Text to read

^^^^

Reputation: 178
I have a s3 csv file in aws-s3 bucket. I want to read only ranges of lines from the file instead of whole file as it is.
My goal here is, to get the content of the file in paginated way in the UI application as a tabulated form.
I read that Range
option is present in s3.getObject from this link.
But I do not need byte ranges but I need line ranges. Ex: (1-100, similar to pagination)
Is there a way that we can do this using NodeJS?
Upvotes: 2
Views: 4467
Reputation: 11
S3 select_object_content does not support row_number() function. If you have any unique/range column in your CSV use that column to perform select query to get lines/rows for particular range. But never forget to cast range column into integer in your query otherwise it will consider as string.
import boto3
S3_BUCKET = 'bucket-name'
s3 = boto3.client('s3')
r = s3.select_object_content(
Bucket=S3_BUCKET,
Key='filename.csv',
ExpressionType='SQL',
Expression="select * from s3object s where CAST(row_index as INT) >= 1 and CAST(row_index as INT) <= 100",
InputSerialization={'CSV': {"FileHeaderInfo": "Use"}},
OutputSerialization={'CSV': {}},
)

^^^^

Stated exercise
Decide whether each statement agrees with the forum thread on reading line ranges from an S3 CSV file, answering yes or no and quoting the deciding words of the thread: 1. The asker needs byte ranges rather than line ranges. 2. The reply states that S3 select_object_content supports the row_number() function. 3. The reply advises casting the range column into an integer in the query. The lines are not needed for this exercise.

(Records for position identification)
^^^^

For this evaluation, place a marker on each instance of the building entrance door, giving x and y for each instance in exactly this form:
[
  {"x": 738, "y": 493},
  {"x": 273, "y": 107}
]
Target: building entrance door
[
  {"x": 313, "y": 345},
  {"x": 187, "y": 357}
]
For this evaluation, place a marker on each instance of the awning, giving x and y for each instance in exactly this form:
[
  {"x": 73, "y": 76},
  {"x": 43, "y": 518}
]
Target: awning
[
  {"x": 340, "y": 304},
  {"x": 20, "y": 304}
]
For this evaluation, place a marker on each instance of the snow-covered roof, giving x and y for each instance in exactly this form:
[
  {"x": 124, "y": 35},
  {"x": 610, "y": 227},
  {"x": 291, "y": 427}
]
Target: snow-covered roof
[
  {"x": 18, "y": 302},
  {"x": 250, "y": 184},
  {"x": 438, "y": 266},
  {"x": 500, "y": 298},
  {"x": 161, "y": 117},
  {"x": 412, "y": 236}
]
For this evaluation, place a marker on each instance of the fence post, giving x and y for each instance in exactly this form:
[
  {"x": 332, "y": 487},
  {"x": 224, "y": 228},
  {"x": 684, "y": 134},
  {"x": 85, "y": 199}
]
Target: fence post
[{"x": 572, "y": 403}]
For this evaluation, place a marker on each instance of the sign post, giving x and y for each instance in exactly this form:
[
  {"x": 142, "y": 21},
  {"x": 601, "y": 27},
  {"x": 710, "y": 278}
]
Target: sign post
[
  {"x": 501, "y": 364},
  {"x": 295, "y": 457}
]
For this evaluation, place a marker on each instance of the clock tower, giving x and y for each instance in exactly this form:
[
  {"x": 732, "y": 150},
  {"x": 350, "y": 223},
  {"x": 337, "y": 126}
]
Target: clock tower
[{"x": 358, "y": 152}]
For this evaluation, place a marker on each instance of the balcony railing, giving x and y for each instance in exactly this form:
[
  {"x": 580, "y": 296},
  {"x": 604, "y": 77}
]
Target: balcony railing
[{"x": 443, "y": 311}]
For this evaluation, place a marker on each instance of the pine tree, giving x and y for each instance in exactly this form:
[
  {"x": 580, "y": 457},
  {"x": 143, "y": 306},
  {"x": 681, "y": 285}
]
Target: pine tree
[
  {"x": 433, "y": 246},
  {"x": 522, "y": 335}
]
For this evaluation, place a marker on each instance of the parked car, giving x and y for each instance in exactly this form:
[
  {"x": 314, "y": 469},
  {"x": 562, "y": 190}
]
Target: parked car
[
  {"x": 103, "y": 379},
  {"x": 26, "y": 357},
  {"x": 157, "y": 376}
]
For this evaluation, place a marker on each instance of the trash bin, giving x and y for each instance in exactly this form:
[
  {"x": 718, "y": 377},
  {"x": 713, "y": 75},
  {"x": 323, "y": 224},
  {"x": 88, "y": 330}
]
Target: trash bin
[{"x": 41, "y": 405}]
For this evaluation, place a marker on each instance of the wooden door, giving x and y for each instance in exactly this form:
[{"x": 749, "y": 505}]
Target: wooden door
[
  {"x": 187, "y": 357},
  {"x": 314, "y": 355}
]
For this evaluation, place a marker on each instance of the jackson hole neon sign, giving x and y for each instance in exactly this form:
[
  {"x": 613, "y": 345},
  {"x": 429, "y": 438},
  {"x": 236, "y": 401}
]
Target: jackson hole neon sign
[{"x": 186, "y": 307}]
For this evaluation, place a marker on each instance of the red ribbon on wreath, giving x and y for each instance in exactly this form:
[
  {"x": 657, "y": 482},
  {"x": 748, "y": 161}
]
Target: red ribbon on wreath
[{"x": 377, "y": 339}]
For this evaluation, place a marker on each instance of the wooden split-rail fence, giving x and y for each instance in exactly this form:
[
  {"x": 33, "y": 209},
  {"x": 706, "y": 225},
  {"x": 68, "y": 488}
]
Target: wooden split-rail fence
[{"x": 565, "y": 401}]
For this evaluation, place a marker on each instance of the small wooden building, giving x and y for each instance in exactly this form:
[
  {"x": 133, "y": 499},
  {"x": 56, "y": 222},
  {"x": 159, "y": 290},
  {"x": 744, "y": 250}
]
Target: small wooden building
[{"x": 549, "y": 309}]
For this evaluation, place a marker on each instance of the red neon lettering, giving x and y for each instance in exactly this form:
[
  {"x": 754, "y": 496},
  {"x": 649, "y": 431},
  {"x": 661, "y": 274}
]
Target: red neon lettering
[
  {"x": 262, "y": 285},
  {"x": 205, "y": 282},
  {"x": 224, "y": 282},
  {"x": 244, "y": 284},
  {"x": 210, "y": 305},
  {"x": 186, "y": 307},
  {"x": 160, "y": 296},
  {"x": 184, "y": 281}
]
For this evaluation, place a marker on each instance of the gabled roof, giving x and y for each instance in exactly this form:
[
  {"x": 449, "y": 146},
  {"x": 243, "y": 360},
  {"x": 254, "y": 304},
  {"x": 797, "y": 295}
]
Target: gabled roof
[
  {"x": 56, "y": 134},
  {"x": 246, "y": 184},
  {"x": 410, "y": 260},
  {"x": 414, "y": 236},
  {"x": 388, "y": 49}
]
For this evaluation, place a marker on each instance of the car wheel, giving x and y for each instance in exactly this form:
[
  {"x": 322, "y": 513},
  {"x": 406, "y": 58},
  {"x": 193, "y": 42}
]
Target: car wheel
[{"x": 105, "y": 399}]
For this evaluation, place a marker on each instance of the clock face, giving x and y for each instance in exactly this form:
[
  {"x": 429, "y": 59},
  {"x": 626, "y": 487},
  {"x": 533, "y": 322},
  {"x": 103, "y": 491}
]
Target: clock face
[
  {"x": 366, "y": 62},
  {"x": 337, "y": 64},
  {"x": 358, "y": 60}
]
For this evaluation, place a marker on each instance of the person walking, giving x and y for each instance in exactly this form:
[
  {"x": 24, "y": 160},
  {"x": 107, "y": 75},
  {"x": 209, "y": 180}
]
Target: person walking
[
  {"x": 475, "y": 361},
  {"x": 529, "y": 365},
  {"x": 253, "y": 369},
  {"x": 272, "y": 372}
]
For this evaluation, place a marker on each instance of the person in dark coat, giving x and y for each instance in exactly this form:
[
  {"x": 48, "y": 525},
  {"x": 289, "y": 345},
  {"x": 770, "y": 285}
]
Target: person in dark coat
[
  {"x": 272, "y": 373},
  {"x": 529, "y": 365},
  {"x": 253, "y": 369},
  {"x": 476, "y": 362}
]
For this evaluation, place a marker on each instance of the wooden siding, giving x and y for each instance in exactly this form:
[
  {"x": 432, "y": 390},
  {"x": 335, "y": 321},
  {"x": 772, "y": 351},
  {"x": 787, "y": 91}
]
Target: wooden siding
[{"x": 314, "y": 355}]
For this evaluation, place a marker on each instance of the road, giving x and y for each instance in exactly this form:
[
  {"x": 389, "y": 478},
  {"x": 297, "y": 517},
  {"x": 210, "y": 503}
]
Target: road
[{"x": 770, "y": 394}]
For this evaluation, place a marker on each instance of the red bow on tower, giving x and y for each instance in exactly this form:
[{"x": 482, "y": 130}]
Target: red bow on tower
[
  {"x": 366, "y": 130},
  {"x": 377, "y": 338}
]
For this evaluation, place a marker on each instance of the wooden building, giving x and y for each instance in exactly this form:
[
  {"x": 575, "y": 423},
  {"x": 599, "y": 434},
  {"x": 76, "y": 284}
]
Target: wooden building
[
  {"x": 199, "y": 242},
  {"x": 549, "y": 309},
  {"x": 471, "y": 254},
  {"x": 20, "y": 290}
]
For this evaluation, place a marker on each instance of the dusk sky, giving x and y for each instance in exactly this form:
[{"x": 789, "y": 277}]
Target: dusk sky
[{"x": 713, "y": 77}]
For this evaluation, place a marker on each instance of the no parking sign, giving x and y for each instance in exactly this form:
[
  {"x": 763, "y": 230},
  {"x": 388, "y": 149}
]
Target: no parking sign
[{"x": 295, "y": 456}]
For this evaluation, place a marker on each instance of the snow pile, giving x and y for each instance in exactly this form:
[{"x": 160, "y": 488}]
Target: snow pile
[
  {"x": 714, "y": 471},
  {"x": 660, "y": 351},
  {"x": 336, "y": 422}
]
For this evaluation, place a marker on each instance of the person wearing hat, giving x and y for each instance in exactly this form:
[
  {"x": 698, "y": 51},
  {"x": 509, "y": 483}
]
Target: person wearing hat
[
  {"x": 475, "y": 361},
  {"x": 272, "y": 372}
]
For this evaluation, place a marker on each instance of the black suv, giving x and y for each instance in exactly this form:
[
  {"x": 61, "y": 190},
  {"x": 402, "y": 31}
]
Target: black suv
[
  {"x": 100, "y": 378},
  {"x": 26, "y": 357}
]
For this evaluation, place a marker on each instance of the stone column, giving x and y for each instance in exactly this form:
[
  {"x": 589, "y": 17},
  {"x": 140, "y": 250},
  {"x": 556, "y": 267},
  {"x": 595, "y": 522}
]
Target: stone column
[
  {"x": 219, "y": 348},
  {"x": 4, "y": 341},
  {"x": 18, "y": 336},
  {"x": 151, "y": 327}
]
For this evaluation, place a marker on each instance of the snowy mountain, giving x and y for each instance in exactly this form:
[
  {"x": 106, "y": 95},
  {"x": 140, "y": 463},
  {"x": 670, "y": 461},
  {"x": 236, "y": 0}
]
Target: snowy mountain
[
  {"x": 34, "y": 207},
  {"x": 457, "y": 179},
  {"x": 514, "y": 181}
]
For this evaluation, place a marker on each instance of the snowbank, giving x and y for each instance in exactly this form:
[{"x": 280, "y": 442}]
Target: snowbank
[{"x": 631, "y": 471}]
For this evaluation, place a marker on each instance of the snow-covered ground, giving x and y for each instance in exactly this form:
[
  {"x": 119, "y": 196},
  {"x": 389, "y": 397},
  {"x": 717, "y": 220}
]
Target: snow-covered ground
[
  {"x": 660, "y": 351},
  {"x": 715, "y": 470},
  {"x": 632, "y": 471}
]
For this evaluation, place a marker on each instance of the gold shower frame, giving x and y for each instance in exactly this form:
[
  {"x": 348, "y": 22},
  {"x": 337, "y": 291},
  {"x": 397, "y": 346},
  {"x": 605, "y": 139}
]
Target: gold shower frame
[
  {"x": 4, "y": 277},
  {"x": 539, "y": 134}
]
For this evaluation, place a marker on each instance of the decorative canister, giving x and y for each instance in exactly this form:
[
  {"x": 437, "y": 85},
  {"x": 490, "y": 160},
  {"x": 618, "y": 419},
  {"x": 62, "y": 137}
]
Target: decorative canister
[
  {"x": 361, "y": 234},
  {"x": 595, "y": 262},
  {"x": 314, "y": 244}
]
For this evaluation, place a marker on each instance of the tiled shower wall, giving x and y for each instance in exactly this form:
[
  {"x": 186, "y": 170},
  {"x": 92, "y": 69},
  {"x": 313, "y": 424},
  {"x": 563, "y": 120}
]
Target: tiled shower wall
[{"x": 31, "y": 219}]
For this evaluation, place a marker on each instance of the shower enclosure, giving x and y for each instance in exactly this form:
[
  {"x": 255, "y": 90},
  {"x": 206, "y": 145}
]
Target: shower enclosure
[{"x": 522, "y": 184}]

^^^^

Task solution
1. No: "But I do not need byte ranges but I need line ranges."
2. No: "S3 select_object_content does not support row_number() function."
3. Yes: "But never forget to cast range column into integer in your query otherwise it will consider as string."